### [What is expected]
Rewrite the items below, replacing "separately visible" with "individually visible" wherever it appears and leaving everything else unchanged. Omit the pictures from your version.

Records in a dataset
==*==

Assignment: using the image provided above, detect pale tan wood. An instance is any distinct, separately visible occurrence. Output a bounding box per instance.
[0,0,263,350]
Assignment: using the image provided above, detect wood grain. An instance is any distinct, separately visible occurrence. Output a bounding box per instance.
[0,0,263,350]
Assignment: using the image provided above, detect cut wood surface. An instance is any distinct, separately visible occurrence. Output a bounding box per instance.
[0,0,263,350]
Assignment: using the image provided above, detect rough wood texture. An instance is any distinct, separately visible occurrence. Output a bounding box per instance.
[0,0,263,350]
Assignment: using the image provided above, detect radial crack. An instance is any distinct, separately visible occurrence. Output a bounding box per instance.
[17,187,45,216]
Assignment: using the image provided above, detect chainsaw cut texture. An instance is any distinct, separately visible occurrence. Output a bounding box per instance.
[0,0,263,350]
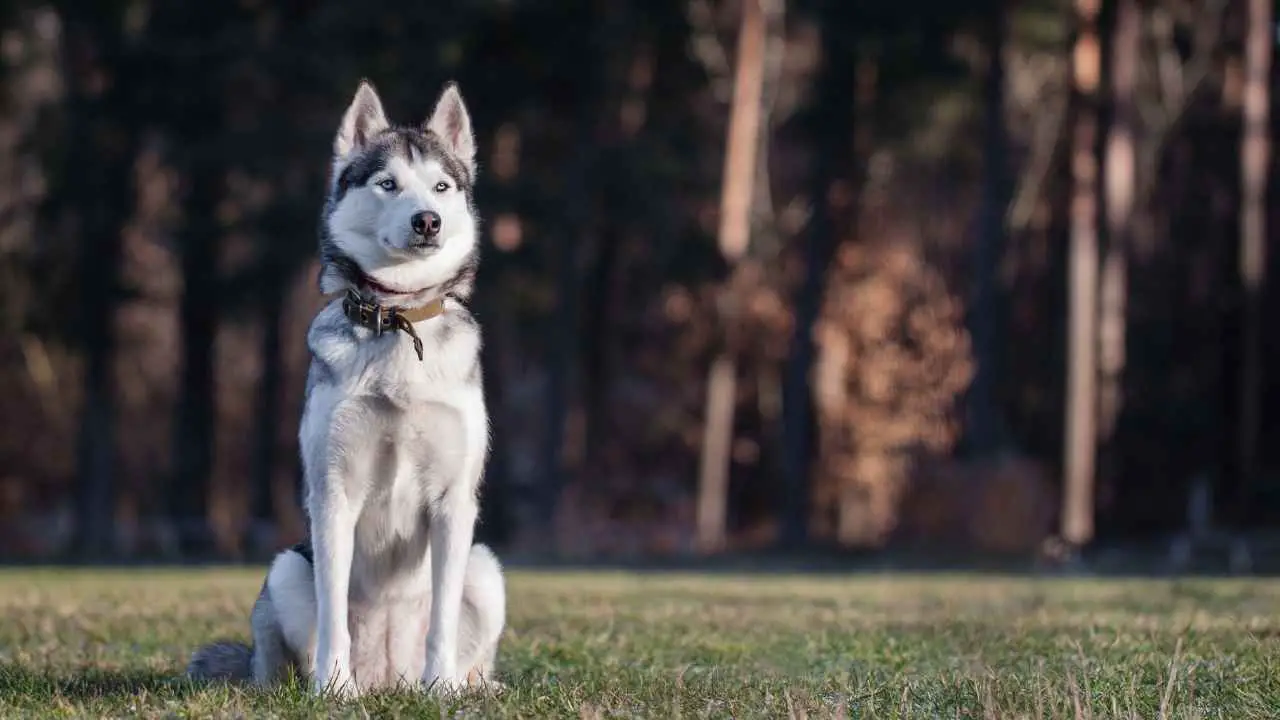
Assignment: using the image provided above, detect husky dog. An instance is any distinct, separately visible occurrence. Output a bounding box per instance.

==*==

### [Task output]
Assignment: using the image provided above, detect pale tan wood. An instance is any distinct, individually visible occurrence. Output a bounding box per instance.
[0,0,263,350]
Assignment: using the image provided above, detect wood grain. An instance is any distinct, individually visible occurrence. Output a bounding box per instance.
[0,0,263,350]
Assignment: using the image provided above, detect cut wood surface. An instance is any distinct, individually visible occurrence. Output a bounding box per instance.
[0,0,263,350]
Assignment: using the image provided above, detect rough wood texture. An instance is any distinct, individually visible occurrence. Output a bounding box per instance.
[0,0,263,350]
Assignment: using the image provided above, detect radial crack. An instance is any distinct, individually visible occurrence. Output a bounding box per instance.
[17,187,45,216]
Assignment: using the image provided above, detect chainsaw cut texture. An instance is any distinct, individually visible occurrence. Output a bounding box per instance.
[0,0,263,350]
Assignment: using the image provided above, detect husky dog. An instance is any distinct, individually visible occurrence. Output a bounding box per instance.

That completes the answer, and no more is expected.